Task input
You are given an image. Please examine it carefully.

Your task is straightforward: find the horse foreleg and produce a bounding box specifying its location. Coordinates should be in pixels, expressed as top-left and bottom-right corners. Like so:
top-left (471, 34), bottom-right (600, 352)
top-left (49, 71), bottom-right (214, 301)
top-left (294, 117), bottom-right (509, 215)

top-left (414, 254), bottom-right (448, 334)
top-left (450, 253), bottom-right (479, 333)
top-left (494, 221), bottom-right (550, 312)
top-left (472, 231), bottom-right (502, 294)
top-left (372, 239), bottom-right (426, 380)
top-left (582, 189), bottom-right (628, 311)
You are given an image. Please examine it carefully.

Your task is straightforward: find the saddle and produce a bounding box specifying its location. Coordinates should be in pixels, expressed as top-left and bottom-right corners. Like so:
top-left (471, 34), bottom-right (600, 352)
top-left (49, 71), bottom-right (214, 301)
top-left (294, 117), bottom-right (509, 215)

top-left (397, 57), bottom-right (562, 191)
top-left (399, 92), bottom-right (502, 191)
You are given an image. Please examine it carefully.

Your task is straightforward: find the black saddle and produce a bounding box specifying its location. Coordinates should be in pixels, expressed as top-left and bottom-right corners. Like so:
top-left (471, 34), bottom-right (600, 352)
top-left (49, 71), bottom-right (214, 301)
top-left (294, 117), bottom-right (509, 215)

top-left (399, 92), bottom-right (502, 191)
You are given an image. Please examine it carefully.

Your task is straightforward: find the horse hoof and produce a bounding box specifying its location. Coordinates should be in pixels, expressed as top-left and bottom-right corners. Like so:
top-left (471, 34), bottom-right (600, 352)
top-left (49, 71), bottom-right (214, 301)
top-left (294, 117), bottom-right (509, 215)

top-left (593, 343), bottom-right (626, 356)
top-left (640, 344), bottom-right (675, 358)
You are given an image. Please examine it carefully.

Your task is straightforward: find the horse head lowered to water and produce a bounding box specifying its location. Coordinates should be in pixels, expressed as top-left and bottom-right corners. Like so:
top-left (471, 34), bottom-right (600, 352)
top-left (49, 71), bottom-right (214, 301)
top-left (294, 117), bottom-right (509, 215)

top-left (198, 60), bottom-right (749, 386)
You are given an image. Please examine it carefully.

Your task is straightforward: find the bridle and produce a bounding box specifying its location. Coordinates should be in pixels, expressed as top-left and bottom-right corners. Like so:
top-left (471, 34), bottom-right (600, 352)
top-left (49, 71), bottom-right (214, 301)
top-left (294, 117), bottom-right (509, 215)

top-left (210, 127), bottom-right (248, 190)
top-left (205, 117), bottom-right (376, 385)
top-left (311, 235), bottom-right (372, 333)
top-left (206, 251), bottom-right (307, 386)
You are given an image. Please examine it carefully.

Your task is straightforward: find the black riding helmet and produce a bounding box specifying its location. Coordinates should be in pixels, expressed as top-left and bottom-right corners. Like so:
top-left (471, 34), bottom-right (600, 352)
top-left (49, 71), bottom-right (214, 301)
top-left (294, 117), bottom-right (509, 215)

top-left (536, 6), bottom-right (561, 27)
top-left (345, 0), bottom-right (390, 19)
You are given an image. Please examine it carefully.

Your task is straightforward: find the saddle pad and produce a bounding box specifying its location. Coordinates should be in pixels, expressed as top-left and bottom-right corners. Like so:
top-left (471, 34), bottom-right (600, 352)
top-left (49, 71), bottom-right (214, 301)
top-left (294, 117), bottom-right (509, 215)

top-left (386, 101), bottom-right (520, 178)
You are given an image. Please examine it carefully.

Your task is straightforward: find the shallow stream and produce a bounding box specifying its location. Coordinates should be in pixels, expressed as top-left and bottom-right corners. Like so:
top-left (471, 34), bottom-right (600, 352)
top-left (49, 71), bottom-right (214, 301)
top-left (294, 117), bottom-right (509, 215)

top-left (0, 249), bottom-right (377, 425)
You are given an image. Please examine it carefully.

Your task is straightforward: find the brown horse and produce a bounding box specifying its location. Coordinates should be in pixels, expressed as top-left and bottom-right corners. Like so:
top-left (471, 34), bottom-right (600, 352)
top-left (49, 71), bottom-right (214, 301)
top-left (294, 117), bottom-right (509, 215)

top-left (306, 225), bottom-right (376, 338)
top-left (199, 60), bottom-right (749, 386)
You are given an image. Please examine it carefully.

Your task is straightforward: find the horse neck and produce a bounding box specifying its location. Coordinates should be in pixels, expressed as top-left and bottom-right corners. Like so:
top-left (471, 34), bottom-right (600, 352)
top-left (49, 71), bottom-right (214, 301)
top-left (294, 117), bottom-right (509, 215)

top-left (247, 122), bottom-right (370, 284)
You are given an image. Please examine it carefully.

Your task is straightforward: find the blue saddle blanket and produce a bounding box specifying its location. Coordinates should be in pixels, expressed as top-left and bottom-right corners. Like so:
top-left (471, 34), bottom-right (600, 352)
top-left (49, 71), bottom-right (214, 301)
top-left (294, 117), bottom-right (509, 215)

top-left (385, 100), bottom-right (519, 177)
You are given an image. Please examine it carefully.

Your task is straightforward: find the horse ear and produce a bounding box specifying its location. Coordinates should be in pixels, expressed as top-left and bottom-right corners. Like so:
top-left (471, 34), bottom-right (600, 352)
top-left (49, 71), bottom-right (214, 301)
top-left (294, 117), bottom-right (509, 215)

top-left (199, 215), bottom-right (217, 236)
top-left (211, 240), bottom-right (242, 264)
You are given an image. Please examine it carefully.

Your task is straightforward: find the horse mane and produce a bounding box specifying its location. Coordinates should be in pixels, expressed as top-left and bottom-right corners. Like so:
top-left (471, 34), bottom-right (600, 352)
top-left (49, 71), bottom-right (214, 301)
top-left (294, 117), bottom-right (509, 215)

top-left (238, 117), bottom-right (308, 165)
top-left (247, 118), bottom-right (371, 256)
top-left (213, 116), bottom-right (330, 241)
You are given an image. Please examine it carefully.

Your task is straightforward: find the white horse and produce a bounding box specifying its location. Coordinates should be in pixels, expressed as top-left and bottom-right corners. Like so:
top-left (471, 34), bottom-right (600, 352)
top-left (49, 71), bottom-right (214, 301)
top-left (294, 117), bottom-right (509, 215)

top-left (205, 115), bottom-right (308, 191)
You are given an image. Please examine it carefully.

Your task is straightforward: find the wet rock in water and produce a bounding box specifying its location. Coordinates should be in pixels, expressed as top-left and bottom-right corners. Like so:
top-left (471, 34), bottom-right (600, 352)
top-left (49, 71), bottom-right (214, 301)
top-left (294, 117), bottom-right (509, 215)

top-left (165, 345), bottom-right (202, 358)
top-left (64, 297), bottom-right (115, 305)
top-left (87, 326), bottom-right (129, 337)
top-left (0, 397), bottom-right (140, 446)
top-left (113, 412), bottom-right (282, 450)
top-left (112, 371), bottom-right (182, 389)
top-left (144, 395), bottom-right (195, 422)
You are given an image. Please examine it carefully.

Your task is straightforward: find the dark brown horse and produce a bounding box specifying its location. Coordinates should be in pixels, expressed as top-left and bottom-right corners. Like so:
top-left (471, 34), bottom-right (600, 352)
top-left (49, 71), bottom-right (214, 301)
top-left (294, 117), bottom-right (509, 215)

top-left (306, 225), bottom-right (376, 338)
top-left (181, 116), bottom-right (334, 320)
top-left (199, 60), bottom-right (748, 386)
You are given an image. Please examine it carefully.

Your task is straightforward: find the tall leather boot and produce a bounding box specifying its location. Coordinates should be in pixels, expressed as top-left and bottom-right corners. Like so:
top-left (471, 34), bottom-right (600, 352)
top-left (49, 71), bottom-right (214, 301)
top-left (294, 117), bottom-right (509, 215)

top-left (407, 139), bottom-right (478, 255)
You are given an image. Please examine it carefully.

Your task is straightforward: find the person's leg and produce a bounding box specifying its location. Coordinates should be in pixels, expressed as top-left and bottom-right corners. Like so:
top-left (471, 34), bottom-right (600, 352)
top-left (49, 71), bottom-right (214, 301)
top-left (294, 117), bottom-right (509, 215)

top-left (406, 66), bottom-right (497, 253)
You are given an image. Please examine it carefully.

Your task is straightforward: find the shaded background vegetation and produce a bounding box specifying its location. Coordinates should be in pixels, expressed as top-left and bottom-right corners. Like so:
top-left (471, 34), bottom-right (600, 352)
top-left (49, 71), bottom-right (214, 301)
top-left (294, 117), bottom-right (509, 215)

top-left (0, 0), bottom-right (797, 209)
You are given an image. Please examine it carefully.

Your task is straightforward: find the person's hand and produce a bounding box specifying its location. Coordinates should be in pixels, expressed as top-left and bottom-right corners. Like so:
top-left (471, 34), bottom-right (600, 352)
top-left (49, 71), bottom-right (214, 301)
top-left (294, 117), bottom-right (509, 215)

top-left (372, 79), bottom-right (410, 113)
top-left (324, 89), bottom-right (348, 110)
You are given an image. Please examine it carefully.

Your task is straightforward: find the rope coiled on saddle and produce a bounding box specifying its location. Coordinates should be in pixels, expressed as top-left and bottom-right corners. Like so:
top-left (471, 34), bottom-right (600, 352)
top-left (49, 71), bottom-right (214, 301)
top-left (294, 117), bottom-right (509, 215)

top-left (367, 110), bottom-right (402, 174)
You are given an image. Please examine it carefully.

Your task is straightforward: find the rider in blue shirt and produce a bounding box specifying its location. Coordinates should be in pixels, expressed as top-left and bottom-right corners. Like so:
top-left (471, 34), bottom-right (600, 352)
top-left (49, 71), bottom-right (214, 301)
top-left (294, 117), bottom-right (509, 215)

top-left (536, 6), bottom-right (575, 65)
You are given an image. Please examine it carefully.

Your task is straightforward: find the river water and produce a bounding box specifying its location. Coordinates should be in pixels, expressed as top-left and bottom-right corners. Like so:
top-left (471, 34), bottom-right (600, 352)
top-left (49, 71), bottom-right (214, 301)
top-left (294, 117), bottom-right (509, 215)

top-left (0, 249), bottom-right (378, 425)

Problem to solve
There is one span to return: the line holding "Your task is straightforward: find the river" and every line after it through the end of the listing above; please give it exactly and add nothing.

Exercise result
Your task is straightforward: find the river water and produce a bounding box specifying its location. Coordinates should be in pixels, expressed as top-left and bottom-right corners. Like so:
top-left (471, 34), bottom-right (600, 352)
top-left (49, 71), bottom-right (214, 301)
top-left (294, 117), bottom-right (509, 215)

top-left (0, 249), bottom-right (378, 425)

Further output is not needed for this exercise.